### Input
⟨

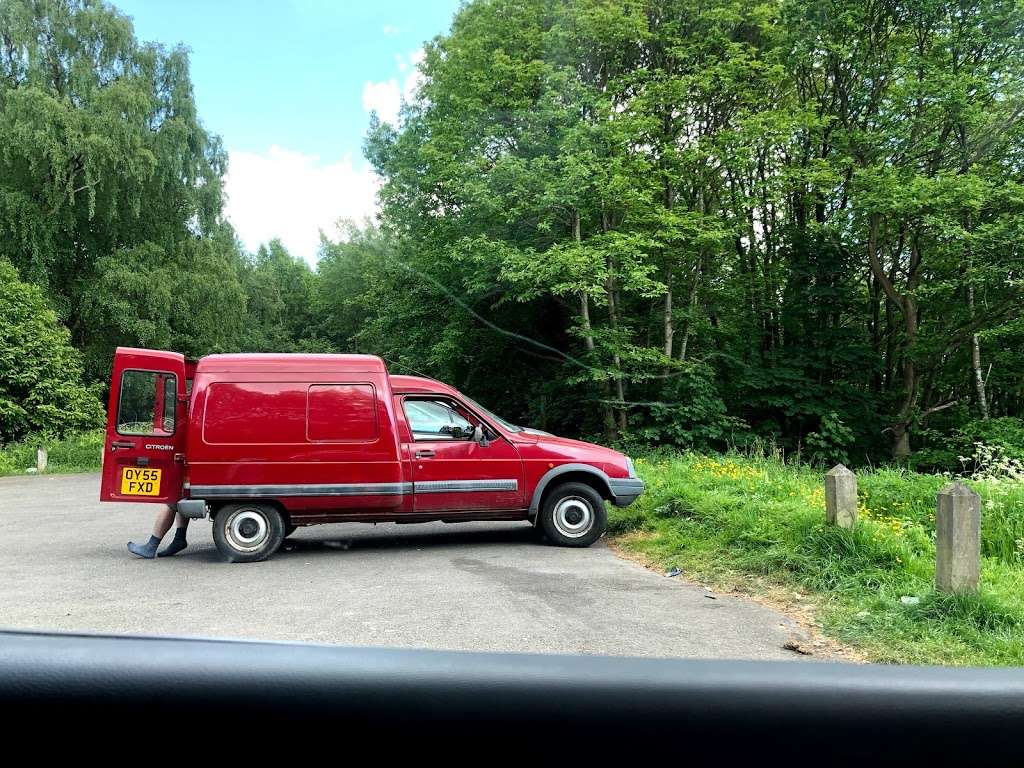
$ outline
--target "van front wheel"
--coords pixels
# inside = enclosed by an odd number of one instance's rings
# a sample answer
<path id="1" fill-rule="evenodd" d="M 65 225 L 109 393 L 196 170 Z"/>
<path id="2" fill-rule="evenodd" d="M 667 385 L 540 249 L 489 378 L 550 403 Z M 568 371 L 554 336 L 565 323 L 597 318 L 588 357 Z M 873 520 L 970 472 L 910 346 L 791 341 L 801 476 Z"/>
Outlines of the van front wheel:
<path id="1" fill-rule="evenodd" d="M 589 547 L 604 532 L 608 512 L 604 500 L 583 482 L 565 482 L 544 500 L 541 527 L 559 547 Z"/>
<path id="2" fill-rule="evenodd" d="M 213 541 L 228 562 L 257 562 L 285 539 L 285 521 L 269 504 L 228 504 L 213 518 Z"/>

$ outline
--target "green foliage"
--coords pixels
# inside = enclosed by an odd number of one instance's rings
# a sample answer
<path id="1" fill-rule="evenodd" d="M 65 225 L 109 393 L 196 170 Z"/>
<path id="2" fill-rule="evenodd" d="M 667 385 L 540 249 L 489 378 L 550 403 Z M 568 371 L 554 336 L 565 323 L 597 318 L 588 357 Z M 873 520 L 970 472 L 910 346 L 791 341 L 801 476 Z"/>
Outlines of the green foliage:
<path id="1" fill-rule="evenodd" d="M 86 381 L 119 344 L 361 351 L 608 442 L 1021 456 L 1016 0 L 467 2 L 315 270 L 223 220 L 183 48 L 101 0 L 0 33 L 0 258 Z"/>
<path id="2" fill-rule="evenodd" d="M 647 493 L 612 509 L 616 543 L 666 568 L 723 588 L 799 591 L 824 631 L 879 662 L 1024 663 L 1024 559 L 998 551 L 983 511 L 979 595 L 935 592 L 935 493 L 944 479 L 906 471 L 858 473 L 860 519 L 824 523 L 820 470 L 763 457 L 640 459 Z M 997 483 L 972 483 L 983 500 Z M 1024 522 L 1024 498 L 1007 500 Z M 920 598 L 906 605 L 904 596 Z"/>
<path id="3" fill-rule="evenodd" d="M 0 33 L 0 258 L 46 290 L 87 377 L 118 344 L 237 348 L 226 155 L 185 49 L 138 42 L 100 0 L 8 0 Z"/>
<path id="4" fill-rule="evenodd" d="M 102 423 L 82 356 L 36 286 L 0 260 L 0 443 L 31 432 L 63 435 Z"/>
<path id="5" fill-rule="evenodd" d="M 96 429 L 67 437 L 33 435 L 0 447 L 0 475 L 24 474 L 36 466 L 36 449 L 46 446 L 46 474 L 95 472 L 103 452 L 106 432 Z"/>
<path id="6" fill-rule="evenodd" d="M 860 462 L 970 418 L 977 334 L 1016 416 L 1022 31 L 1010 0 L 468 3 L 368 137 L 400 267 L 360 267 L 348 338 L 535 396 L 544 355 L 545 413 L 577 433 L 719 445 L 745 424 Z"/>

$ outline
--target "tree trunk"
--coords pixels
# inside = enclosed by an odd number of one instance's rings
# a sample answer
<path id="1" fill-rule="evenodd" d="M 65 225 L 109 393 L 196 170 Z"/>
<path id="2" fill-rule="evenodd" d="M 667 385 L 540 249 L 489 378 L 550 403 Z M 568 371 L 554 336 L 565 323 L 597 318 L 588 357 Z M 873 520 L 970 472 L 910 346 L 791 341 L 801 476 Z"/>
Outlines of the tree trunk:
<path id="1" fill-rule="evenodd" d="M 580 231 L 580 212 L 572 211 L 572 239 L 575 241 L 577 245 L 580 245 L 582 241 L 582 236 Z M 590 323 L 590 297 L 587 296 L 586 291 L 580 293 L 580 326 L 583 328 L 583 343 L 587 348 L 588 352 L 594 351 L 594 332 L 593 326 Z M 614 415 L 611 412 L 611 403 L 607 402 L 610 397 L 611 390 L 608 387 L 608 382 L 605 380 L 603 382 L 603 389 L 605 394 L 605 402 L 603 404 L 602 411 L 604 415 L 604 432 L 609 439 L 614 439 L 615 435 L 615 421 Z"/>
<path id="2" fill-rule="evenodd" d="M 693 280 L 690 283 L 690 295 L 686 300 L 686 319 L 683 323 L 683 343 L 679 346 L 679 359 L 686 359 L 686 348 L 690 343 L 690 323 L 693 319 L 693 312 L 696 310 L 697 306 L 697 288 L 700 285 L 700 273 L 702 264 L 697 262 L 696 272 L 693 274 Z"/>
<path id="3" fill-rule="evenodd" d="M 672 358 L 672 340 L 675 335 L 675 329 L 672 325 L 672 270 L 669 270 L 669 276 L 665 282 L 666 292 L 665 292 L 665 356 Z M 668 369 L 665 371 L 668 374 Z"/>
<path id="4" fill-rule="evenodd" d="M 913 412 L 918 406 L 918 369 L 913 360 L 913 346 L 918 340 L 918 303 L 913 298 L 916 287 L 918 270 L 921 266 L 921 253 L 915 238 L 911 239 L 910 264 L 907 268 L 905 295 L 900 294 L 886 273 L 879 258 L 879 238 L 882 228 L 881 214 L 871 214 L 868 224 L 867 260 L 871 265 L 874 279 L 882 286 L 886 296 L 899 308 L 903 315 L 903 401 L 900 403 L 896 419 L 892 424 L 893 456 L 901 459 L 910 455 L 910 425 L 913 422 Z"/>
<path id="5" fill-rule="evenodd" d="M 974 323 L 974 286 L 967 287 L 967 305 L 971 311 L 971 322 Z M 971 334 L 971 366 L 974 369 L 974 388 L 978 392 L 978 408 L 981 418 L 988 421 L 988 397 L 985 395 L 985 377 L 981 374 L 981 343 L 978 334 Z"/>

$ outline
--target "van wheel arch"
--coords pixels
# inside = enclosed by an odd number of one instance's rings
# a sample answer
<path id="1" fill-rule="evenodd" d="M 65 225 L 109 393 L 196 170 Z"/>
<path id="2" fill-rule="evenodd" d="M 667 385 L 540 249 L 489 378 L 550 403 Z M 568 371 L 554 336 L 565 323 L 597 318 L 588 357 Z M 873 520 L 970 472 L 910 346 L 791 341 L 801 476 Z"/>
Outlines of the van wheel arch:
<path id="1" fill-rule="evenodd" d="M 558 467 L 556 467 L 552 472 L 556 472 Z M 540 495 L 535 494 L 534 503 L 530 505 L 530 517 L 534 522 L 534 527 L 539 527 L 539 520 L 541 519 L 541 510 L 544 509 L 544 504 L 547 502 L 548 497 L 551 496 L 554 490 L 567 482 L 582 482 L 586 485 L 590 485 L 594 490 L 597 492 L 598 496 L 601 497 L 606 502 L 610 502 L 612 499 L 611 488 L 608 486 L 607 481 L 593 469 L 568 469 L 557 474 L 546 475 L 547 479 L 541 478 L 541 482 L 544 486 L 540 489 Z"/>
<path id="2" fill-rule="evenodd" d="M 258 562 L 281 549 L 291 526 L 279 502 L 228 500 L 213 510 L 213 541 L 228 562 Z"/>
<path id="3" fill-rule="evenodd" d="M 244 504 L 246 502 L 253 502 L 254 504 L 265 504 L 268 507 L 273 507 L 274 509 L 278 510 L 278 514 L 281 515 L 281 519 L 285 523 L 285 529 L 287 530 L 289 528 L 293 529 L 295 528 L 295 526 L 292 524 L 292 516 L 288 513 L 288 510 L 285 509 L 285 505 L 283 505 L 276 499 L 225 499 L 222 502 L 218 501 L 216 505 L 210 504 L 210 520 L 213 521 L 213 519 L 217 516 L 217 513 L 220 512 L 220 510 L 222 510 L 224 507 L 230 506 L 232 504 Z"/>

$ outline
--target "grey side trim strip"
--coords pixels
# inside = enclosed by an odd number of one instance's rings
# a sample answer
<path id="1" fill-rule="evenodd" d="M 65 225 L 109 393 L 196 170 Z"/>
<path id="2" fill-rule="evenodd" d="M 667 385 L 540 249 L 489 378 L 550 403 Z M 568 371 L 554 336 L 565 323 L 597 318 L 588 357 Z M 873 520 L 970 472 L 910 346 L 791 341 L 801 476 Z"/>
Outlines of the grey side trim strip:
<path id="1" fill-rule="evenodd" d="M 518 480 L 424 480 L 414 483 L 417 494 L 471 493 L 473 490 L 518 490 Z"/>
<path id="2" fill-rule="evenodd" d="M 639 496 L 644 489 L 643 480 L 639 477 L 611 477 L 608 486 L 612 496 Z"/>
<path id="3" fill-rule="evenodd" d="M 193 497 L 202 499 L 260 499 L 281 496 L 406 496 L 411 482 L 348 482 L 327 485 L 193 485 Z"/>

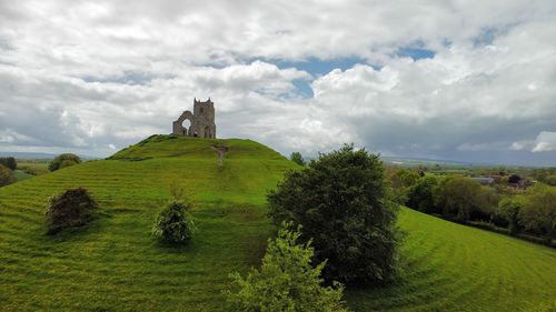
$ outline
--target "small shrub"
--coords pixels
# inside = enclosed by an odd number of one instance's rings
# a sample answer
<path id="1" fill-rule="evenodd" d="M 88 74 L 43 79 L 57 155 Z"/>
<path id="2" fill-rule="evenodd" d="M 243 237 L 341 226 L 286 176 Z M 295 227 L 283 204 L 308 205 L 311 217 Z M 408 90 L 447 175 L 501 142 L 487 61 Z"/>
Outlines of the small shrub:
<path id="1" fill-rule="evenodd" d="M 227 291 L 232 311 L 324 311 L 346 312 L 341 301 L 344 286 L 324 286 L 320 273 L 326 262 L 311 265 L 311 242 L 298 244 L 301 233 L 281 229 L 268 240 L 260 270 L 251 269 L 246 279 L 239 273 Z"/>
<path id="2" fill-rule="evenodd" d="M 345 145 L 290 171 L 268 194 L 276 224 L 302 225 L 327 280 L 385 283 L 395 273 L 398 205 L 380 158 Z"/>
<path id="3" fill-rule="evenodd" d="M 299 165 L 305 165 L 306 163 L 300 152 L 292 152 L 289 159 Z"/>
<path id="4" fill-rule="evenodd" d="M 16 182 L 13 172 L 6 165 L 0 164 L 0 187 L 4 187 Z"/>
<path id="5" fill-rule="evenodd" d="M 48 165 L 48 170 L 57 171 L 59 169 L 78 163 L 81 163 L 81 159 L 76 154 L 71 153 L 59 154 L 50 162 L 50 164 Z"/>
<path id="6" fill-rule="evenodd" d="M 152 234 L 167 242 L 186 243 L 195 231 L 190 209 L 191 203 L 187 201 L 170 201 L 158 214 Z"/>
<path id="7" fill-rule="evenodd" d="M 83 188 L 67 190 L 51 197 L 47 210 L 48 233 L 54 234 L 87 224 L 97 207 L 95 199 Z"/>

⟩
⟨

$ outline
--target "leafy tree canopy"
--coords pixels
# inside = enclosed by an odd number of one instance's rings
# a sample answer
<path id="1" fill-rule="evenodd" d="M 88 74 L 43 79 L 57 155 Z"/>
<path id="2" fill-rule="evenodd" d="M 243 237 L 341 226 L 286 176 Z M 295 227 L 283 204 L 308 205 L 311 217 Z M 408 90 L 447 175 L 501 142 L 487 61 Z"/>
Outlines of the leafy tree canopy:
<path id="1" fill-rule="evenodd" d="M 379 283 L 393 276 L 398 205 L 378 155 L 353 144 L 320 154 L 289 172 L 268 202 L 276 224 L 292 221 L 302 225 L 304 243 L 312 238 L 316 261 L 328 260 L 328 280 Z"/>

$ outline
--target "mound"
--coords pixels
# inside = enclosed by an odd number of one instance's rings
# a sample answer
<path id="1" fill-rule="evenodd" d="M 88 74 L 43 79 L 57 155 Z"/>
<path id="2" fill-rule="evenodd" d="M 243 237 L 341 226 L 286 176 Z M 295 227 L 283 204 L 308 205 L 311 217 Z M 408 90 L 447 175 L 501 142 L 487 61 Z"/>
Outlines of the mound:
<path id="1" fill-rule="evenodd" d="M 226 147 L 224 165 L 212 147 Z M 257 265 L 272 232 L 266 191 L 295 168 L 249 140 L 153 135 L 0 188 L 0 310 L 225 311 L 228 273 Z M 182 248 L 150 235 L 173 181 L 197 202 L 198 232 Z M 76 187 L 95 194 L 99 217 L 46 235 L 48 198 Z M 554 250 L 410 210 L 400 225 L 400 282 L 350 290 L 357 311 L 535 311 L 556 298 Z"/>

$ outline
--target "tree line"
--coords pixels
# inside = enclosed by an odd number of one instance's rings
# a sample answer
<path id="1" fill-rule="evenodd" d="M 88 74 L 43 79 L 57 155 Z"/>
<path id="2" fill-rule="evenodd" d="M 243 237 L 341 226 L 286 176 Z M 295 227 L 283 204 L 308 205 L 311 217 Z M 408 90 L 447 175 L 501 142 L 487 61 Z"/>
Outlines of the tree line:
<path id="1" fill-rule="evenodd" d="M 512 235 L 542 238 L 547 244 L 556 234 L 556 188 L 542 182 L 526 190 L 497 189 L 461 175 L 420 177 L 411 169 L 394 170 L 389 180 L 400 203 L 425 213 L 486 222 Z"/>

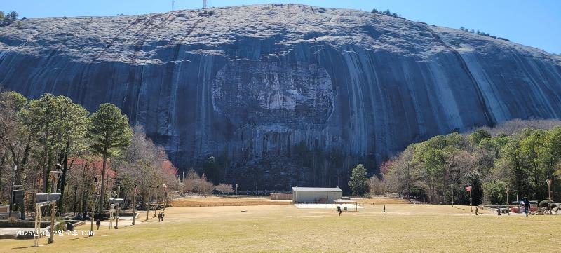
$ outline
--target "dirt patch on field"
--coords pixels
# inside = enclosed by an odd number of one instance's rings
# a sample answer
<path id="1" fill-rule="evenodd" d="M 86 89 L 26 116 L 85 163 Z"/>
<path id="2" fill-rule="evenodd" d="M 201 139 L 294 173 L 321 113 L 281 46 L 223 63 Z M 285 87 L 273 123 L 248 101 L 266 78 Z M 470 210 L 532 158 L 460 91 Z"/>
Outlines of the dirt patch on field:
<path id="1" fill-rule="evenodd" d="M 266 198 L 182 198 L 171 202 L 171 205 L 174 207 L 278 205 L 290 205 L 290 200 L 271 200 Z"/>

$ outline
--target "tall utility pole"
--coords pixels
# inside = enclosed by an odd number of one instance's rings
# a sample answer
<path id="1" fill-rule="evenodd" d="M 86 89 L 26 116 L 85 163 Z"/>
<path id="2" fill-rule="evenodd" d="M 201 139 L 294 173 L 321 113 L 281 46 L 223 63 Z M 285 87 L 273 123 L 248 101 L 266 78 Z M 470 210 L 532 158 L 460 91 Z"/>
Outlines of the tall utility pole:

⟩

Which lines of the listing above contain the string "trunk"? Copy out each such line in full, and treat uppercase and lowercase as different.

--target "tree trunk"
Outlines of the tree trunk:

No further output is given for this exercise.